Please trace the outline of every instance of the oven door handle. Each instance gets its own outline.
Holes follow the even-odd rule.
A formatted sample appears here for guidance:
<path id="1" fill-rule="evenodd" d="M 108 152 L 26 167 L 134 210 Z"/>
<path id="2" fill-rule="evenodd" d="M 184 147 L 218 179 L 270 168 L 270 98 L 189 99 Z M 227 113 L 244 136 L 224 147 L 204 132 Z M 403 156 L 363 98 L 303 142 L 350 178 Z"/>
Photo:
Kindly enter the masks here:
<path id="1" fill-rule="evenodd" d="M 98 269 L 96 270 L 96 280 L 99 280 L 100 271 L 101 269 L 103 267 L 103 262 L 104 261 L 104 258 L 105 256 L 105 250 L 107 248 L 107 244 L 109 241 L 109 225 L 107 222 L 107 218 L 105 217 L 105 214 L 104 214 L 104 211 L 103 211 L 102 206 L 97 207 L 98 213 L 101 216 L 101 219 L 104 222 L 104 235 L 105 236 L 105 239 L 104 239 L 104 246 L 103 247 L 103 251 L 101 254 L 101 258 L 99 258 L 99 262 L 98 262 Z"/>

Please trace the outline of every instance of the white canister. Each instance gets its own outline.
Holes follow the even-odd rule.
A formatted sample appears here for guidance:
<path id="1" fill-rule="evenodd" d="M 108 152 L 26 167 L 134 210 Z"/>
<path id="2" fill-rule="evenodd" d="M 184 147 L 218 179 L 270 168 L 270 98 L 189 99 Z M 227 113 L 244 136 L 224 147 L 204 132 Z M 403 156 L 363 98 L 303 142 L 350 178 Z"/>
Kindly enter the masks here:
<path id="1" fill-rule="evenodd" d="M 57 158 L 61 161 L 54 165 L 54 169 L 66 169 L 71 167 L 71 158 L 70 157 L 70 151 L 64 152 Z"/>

§ §

**WRITTEN REQUEST:**
Set out every line of the material above as a numbered list, leaving out any blank lines.

**RESULT OF THE EXERCISE:**
1. Please trace the outline of every instance of the oven door handle. Each instance gets its own outline.
2. Holes follow the even-odd rule.
3. A formatted sample appears here for guidance:
4. <path id="1" fill-rule="evenodd" d="M 108 152 L 26 167 L 134 210 Z"/>
5. <path id="2" fill-rule="evenodd" d="M 184 147 L 218 179 L 270 168 L 270 98 L 189 99 Z M 227 113 L 244 136 L 224 147 L 204 132 Z M 403 156 L 363 98 L 303 142 L 350 178 Z"/>
6. Photo:
7. Kindly enter the masks here:
8. <path id="1" fill-rule="evenodd" d="M 98 269 L 96 270 L 96 280 L 99 280 L 100 271 L 101 269 L 103 267 L 103 262 L 104 261 L 104 258 L 105 256 L 105 250 L 107 248 L 107 244 L 109 241 L 109 225 L 107 222 L 107 218 L 105 217 L 105 214 L 104 214 L 104 211 L 103 211 L 102 206 L 97 207 L 98 213 L 101 216 L 101 219 L 104 222 L 104 235 L 105 236 L 105 239 L 104 239 L 104 246 L 103 247 L 103 251 L 101 254 L 101 258 L 99 258 L 99 262 L 98 262 Z"/>
9. Please trace the outline of every instance of the white canister. Each instance gets its own outline.
10. Holes follow the even-odd rule.
11. A formatted sample appears here for guidance:
12. <path id="1" fill-rule="evenodd" d="M 108 152 L 26 167 L 134 210 Z"/>
13. <path id="2" fill-rule="evenodd" d="M 184 147 L 218 179 L 270 168 L 270 98 L 189 99 Z M 227 113 L 244 136 L 224 147 L 204 132 Z M 403 156 L 363 98 L 303 142 L 350 178 Z"/>
14. Kindly enter the masks here:
15. <path id="1" fill-rule="evenodd" d="M 57 158 L 61 161 L 54 165 L 54 169 L 66 169 L 71 167 L 71 158 L 70 157 L 70 151 L 64 152 Z"/>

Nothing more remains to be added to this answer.